-- start --
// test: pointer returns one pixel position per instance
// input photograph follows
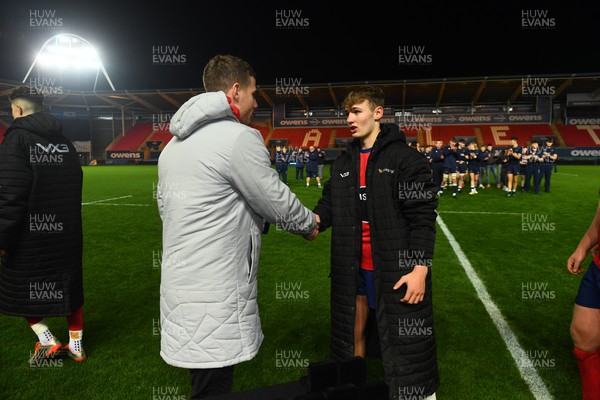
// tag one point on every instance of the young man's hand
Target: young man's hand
(415, 285)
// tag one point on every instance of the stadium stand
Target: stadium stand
(445, 133)
(304, 137)
(2, 131)
(163, 136)
(133, 139)
(578, 135)
(499, 135)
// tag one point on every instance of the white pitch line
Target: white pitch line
(117, 204)
(527, 370)
(100, 201)
(477, 212)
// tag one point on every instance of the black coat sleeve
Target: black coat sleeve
(418, 203)
(16, 178)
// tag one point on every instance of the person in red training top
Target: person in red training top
(380, 202)
(585, 325)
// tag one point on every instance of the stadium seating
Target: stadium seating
(304, 137)
(499, 135)
(575, 135)
(447, 132)
(163, 136)
(133, 138)
(2, 131)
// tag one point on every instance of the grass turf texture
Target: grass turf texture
(121, 313)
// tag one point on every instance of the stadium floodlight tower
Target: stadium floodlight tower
(68, 52)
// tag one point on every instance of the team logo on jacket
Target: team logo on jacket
(49, 154)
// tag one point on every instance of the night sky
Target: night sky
(309, 41)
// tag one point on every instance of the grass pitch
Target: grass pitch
(517, 246)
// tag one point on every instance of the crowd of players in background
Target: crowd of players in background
(453, 166)
(311, 159)
(459, 163)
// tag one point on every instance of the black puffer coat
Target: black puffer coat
(401, 203)
(40, 220)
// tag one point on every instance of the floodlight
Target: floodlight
(69, 52)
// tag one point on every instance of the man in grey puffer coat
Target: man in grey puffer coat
(216, 193)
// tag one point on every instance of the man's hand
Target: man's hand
(415, 285)
(574, 262)
(312, 235)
-- end --
DIRECTIVE:
Render every line of the listing above as a Markdown table with the columns Row and Entry, and skip any blank lines. Leave the picture out of the table.

OUTPUT FOR THIS TASK:
| Row | Entry |
|---|---|
| 1 | // test: pointer returns one pixel position per instance |
| 2 | // input photograph follows |
| 3 | // tag one point on every instance of the young man's hand |
| 4 | Target: young man's hand |
| 5 | (415, 285) |
| 6 | // tag one point on every instance of the stadium stand |
| 7 | Target: stadium stand |
| 8 | (445, 133) |
| 9 | (304, 137) |
| 10 | (2, 131) |
| 11 | (163, 136) |
| 12 | (133, 139) |
| 13 | (578, 135) |
| 14 | (499, 135) |
| 15 | // tag one point on every instance of the white pitch line |
| 16 | Target: white pitch line |
| 17 | (117, 204) |
| 18 | (527, 370) |
| 19 | (100, 201) |
| 20 | (477, 212) |
| 21 | // tag one point on every instance of the black coat sleeve |
| 22 | Target: black coat sleeve |
| 23 | (418, 203) |
| 24 | (16, 178) |
| 25 | // tag one point on every instance of the person in red training top |
| 26 | Target: person in red training top |
| 27 | (380, 202) |
| 28 | (585, 325) |
| 29 | // tag one point on every instance of the stadium seating |
| 30 | Target: stadium seating |
| 31 | (304, 137) |
| 32 | (499, 135) |
| 33 | (575, 135) |
| 34 | (447, 132) |
| 35 | (163, 136) |
| 36 | (133, 138) |
| 37 | (2, 131) |
| 38 | // tag one point on every instance of the grass turf texture |
| 39 | Target: grass turf texture |
| 40 | (121, 313) |
| 41 | // tag one point on every instance of the stadium floodlight tower |
| 42 | Target: stadium floodlight tower |
| 43 | (68, 52) |
| 44 | // tag one point on every instance of the team logo on jacket |
| 45 | Target: team logo on jacket |
| 46 | (49, 154) |
| 47 | // tag one point on every instance of the night sky |
| 48 | Target: night sky |
| 49 | (309, 41) |
| 50 | // tag one point on every instance of the grass pitch |
| 51 | Target: grass pitch |
| 52 | (517, 246) |
| 53 | // tag one point on every instance of the crowd of players in background |
| 54 | Target: crowd of players in background |
| 55 | (453, 166) |
| 56 | (311, 159) |
| 57 | (459, 163) |
| 58 | // tag one point on every instance of the black puffer coat |
| 59 | Target: black puffer coat |
| 60 | (401, 203) |
| 61 | (40, 220) |
| 62 | // tag one point on every instance of the floodlight |
| 63 | Target: floodlight |
| 64 | (69, 52) |
| 65 | // tag one point on every instance of the man in grey puffer coat |
| 66 | Target: man in grey puffer coat |
| 67 | (216, 193) |
| 68 | // tag one point on every instance of the man's hand |
| 69 | Target: man's hand |
| 70 | (415, 285) |
| 71 | (574, 262) |
| 72 | (312, 235) |